Excerpts from a pointing dataset:
################

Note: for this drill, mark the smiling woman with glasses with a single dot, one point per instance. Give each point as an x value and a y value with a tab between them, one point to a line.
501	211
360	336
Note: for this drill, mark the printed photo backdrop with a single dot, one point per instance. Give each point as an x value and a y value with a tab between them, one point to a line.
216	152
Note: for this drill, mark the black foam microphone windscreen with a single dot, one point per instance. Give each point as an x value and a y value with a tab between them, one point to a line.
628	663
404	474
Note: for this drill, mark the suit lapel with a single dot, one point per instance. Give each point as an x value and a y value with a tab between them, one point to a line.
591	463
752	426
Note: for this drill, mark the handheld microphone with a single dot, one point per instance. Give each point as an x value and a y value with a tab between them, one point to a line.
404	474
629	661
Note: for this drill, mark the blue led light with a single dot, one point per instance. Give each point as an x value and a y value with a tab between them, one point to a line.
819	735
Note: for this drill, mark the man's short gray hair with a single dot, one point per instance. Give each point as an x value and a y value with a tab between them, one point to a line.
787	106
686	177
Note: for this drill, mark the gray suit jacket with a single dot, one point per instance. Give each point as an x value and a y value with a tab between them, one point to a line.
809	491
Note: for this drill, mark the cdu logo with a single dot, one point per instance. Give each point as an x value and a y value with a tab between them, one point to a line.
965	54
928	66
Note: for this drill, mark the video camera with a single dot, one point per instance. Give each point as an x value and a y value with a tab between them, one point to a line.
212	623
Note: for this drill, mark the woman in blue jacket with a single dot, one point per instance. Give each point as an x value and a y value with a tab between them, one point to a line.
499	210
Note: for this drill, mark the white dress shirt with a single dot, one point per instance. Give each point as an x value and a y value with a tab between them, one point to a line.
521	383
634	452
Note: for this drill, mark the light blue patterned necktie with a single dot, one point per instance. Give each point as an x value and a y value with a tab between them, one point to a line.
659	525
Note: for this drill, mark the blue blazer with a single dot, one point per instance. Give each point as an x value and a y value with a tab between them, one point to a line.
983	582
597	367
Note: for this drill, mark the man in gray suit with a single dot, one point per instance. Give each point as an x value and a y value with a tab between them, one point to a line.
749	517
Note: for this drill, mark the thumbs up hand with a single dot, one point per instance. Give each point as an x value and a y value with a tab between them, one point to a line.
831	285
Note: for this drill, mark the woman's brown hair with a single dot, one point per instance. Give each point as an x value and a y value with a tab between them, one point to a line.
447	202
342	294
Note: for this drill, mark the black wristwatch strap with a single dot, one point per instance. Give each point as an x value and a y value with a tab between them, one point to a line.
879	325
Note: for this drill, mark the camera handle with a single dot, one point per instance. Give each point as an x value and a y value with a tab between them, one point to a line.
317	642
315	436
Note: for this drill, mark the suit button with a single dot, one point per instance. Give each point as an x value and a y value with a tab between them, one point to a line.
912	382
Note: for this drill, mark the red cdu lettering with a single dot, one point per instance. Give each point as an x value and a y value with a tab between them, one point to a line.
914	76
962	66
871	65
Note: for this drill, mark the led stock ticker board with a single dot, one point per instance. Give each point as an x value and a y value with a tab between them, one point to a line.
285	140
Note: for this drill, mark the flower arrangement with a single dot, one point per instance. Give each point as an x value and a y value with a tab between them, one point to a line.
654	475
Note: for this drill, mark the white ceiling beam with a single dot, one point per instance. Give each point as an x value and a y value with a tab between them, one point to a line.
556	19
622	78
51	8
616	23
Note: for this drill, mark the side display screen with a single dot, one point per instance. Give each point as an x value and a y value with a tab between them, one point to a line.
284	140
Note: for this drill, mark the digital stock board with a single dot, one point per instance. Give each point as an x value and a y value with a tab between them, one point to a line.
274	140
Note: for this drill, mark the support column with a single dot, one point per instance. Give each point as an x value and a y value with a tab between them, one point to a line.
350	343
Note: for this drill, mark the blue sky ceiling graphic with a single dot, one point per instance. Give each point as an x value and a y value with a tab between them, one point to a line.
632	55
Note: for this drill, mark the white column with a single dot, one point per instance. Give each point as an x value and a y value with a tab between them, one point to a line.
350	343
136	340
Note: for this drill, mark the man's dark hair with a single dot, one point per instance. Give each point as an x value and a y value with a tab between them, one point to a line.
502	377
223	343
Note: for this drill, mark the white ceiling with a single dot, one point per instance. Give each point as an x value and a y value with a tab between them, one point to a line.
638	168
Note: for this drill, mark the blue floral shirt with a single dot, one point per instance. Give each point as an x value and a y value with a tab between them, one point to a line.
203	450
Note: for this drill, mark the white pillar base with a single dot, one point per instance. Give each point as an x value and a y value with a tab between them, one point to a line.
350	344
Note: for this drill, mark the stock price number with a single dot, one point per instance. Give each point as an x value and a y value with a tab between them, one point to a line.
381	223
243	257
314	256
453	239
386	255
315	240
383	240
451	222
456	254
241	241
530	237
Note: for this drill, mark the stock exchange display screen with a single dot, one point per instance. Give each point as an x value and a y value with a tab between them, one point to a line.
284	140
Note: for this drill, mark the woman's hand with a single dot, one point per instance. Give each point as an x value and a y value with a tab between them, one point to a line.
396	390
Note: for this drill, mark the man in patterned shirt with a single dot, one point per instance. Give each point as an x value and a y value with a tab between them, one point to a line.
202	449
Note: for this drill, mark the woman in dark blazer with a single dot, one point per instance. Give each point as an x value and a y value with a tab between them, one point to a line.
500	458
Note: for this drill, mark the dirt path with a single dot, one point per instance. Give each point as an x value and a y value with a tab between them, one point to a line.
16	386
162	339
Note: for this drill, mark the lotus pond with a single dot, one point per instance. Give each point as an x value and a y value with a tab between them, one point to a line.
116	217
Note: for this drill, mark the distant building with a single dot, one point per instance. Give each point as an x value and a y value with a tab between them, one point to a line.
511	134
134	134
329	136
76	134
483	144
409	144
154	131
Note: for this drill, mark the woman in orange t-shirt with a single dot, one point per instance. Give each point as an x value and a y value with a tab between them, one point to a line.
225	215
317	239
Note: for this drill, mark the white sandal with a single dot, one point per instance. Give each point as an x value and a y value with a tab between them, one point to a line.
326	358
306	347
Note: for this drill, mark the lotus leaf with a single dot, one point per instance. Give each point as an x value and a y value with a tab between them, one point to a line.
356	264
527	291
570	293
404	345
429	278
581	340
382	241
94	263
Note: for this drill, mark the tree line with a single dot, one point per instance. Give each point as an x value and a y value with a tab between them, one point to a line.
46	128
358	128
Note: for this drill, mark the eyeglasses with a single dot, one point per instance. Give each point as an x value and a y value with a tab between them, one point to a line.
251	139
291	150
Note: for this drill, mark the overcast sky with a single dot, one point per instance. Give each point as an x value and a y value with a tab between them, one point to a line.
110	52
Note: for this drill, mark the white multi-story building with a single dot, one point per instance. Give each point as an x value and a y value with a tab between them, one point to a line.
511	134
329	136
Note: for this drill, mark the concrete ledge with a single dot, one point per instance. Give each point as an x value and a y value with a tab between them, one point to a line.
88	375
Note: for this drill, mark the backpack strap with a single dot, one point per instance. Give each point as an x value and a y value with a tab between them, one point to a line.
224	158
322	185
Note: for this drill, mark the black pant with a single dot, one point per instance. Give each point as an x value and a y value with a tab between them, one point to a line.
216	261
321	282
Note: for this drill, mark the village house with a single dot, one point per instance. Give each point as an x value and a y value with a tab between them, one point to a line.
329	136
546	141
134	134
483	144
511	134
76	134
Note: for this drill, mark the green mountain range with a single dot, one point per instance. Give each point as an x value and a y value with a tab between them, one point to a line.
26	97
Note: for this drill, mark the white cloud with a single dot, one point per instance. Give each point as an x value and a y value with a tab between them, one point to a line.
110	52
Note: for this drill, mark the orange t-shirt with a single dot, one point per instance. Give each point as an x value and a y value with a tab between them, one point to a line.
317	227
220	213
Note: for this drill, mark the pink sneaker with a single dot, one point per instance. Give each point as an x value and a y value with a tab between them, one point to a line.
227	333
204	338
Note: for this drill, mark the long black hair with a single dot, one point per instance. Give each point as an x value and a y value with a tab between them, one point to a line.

################

Please output the records from the line containing "Note: for this drill, mark the pink" through the end of the records, inclusive, as a Markdown table with the columns Number and Record line, one row per line and blank lines omitted.

SOLUTION TO THE EXERCISE
| Number | Record line |
|---|---|
| 1 | Note: for this drill, mark the pink sneaker with a single dot, one point per instance. Give each point as an x value and a y value with a tab between them, one point to a line. |
| 2 | 227	333 |
| 3 | 204	338 |
| 4 | Note: for this drill, mark the long black hair with a single dot, one point per instance. Give each point as an x value and a y value with a tab between them, one point to a line. |